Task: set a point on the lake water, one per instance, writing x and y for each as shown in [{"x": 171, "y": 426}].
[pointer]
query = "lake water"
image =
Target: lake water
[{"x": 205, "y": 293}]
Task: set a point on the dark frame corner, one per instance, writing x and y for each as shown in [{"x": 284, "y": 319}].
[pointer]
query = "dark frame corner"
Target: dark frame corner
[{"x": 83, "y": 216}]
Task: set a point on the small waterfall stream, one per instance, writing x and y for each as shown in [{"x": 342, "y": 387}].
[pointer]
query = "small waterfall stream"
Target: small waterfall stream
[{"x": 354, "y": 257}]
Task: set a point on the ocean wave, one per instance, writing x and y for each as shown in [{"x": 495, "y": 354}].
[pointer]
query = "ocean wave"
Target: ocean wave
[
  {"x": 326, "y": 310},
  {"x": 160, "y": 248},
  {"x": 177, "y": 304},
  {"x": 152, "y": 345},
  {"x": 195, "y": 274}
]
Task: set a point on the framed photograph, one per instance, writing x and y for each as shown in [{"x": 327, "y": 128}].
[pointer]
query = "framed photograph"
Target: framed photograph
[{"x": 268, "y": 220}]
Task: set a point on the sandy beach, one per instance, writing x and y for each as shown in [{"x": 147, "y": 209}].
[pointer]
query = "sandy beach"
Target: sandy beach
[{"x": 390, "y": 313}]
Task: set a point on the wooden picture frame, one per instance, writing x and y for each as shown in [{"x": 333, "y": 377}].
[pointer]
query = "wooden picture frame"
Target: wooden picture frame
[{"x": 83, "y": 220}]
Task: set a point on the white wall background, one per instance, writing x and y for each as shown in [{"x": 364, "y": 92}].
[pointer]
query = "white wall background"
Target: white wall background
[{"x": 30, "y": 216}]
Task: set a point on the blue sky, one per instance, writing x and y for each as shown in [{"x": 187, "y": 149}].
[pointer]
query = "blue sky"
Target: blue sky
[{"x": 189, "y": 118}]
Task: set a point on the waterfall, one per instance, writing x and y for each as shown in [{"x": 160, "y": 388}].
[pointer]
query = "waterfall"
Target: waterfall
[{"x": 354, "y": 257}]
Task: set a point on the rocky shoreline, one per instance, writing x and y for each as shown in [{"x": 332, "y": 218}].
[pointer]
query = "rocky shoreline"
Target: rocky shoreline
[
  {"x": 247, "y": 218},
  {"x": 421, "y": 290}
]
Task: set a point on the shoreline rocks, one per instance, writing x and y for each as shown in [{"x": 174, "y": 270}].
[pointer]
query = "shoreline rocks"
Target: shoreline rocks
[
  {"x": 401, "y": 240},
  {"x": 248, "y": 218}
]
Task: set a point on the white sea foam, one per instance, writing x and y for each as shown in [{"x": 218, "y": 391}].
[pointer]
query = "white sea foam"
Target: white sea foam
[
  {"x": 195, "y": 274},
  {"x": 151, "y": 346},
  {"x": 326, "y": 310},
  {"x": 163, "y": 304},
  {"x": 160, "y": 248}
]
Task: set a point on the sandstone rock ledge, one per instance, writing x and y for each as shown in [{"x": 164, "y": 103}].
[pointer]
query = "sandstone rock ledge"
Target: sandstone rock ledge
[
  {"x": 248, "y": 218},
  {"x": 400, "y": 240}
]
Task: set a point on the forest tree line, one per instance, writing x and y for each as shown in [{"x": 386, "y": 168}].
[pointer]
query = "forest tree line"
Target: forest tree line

=======

# THE TASK
Every line in the listing above should be repeated exactly.

# TASK RESULT
Task: set a point on the lake water, one per instance, writing x and y for each as shown in [{"x": 171, "y": 426}].
[pointer]
query = "lake water"
image =
Target: lake water
[{"x": 205, "y": 293}]
Task: set a point on the dark frame corner, one per instance, writing x and y for each as shown in [{"x": 284, "y": 319}].
[pointer]
query = "dark frame corner"
Target: dark frame corner
[{"x": 83, "y": 216}]
Task: set a point on the small waterfall stream, one per instance, writing x and y for each as shown in [{"x": 342, "y": 387}].
[pointer]
query = "small waterfall stream"
Target: small waterfall stream
[{"x": 354, "y": 257}]
Task: set a point on the ocean wave, one per instance, writing x and y for each as shown in [{"x": 495, "y": 354}].
[pointer]
query = "ocean wave"
Target: ocean wave
[
  {"x": 326, "y": 310},
  {"x": 160, "y": 248},
  {"x": 177, "y": 304},
  {"x": 152, "y": 345},
  {"x": 195, "y": 274}
]
Task: set a point on the framed photograph, one per instance, writing x and y for each as shown in [{"x": 327, "y": 128}].
[pointer]
query = "framed photograph"
Target: framed photograph
[{"x": 268, "y": 220}]
Task: set a point on the sandy beach, one per instance, writing x and y for each as shown in [{"x": 147, "y": 209}].
[pointer]
query = "sandy beach"
Target: sandy beach
[{"x": 390, "y": 313}]
Task: set a point on the wooden picture frame, one per instance, writing x and y for each as shown in [{"x": 333, "y": 377}].
[pointer]
query = "wooden picture frame"
Target: wooden picture frame
[{"x": 83, "y": 220}]
Task: set a point on the white wall background, one per instance, writing x and y for each as shown in [{"x": 364, "y": 92}].
[pointer]
query = "white wall background"
Target: white wall background
[{"x": 30, "y": 216}]
Task: set a point on the blue sky, one per instance, writing x and y for each as shown in [{"x": 187, "y": 149}].
[pointer]
query = "blue sky"
Target: blue sky
[{"x": 189, "y": 118}]
Task: set a point on the waterfall, one per instance, writing x and y for each as shown in [{"x": 160, "y": 388}].
[pointer]
query = "waterfall"
Target: waterfall
[{"x": 354, "y": 257}]
Task: set a point on the rocky shoreline, one per instance, writing x and y for each as shown in [{"x": 332, "y": 218}].
[pointer]
query = "rocky shoreline"
Target: rocky shoreline
[
  {"x": 247, "y": 218},
  {"x": 421, "y": 290}
]
Task: set a point on the shoreline rocks, one per instance, writing x and y for each as shown in [{"x": 174, "y": 270}].
[pointer]
query = "shoreline rocks"
Target: shoreline rocks
[
  {"x": 401, "y": 240},
  {"x": 248, "y": 218}
]
Task: set a point on the white sea foam, one per instance, writing x and y for each as shown in [{"x": 218, "y": 391}].
[pointer]
query = "white sea foam"
Target: white sea foam
[
  {"x": 195, "y": 274},
  {"x": 151, "y": 346},
  {"x": 326, "y": 310},
  {"x": 163, "y": 304},
  {"x": 160, "y": 248}
]
Task: set a point on the sandstone rock ledge, one per instance, writing x and y for each as shown in [{"x": 164, "y": 103}].
[pointer]
query = "sandstone rock ledge"
Target: sandstone rock ledge
[
  {"x": 248, "y": 218},
  {"x": 400, "y": 240}
]
Task: set a point on the forest tree line, one per instance, writing x and y for each as shown in [{"x": 386, "y": 168}].
[pointer]
query = "forest tree line"
Target: forest tree line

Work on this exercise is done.